**Kutipan Halaman:**
════════

Siedoo, Persoalan sampah di Kota Magelang, Jawa Tengah meliputi insfratruktur dan sumber daya manusia (SDM). Infrastruktur itu meliputi kesiapan sarana prasarana yang ada di hulu (rumah tangga), sampai ke hilir (TPSP).
Sementara SDM, meliputi budaya masyarakat dalam mengelola sampah, serta pola pikir atau cara pandang pengelolaan sampah.
Sampah menurut sebagian besar masyarakat adalah barang yang tidak berguna dan harus dibuang. Belum banyak yang memandang bahwa sampah itu bisa menjadi salah satu sumber pendapatan keluarga.
Sehingga ketika ada barang yang sudah tidak bisa dipakai, ya dibuang di tempat sampah. Dan tidak ada pemikiran untuk dipilih dan dipilah. Dan budaya yang berkembang ketika membuang sampah ya di satu tempat sampah, dan itu bercampur.
Masyarakat tidak mau ribet memisahkan yang organik dan anorganik. Di sisi lain sarana persampahan yang disediakan oleh pemerintah juga belum semua ada pemisahan. Baik itu bak sampahnya maupun gerobak/mobil sampah yang dipakai mengambil sampah. Jadi ini memang permasalahan yang tidak sederhana.
Dengan keterbatasan tempat sampah, terutama TPST (Tempat Pengolahan Sampah Terpadu), maka perlu adanya penyadaran kepada masyarakat untuk bisa mengolah sampah agar selesai di tingkat rumah tangga. Sehingga yang dibawa petugas ke pembuangan akhir itu memang benar benar yang sudah tidak bisa dikelola oleh rumah tangga.
Sampah organik bisa dikelola sebagai pupuk atau makanan magot (makhluk pengurai sampah), yang mana magotnya bisa dimanfaatkan untuk pakan hewan ternak. Sementara yang anorganik bisa dipilah untuk dikelola di bank sampah.
Hal edukasi kepada masyarakat perlu untuk ditingkatkan agar mereka paham akan dampak sampah dan bagaimana mengelola agar selesai di tingkat rumah tangga. Selain itu perlu adanya kebijakan anggaran untuk support kegiatan bank sampah dan juga sarana pemilahan sampah.
Bank sampah menjadi solusi yang tepat, untuk bisa mengurangi volume sampah di TPST atau TPA (Tempat Pembuangan Akhir). Karena sampah anorganik bisa dikelola oleh masyarakat itu sendiri untuk menjadi tambahan penghasilan, misalnya untuk membantu bayar tagihan listrik atau air.

════════

**Soal:**
Salin dengan persis bagian teks tentang sampah di Kota Magelang, dimulai dari kata-kata "Sementara SDM, meliputi" dan berhenti setelah kata-kata "sumber pendapatan keluarga.". Materi yang menyusul tidak berperan dalam hal ini.

**Segmen Data:**
════════

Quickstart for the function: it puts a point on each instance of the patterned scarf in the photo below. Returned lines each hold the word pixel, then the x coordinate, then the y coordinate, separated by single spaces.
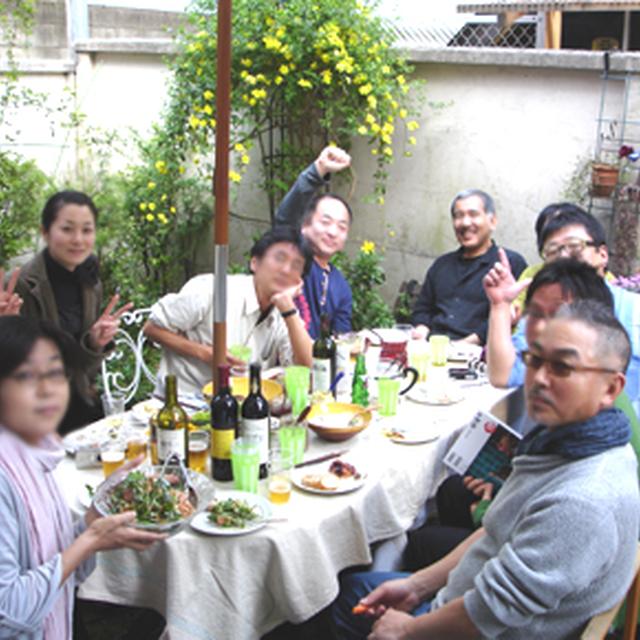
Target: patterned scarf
pixel 609 428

════════

**Jawaban:**
Sementara SDM, meliputi budaya masyarakat dalam mengelola sampah, serta pola pikir atau cara pandang pengelolaan sampah.
Sampah menurut sebagian besar masyarakat adalah barang yang tidak berguna dan harus dibuang. Belum banyak yang memandang bahwa sampah itu bisa menjadi salah satu sumber pendapatan keluarga.